(DATA PROVIDED begins)

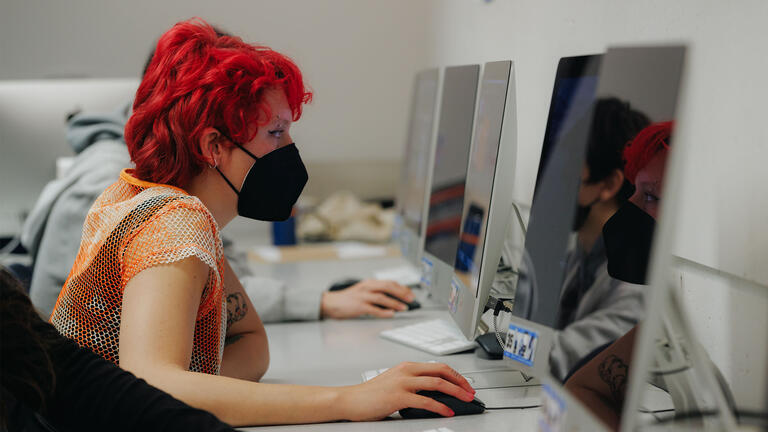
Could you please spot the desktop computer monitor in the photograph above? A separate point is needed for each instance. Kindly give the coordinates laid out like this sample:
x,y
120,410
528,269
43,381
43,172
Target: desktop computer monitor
x,y
487,198
449,172
33,116
648,80
412,192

(DATA PROVIDED ends)

### PROBLEM DETAILS
Repeat the material verbatim. Do not carry over any picture.

### EXPECTED ANSWER
Could you please spot the desktop computer monitor in the photograph above? A separate point is needed for each instance. Kindly give the coordinates laid out like this sample:
x,y
120,410
528,269
43,381
43,172
Target: desktop computer monitor
x,y
487,198
449,172
33,116
648,80
412,192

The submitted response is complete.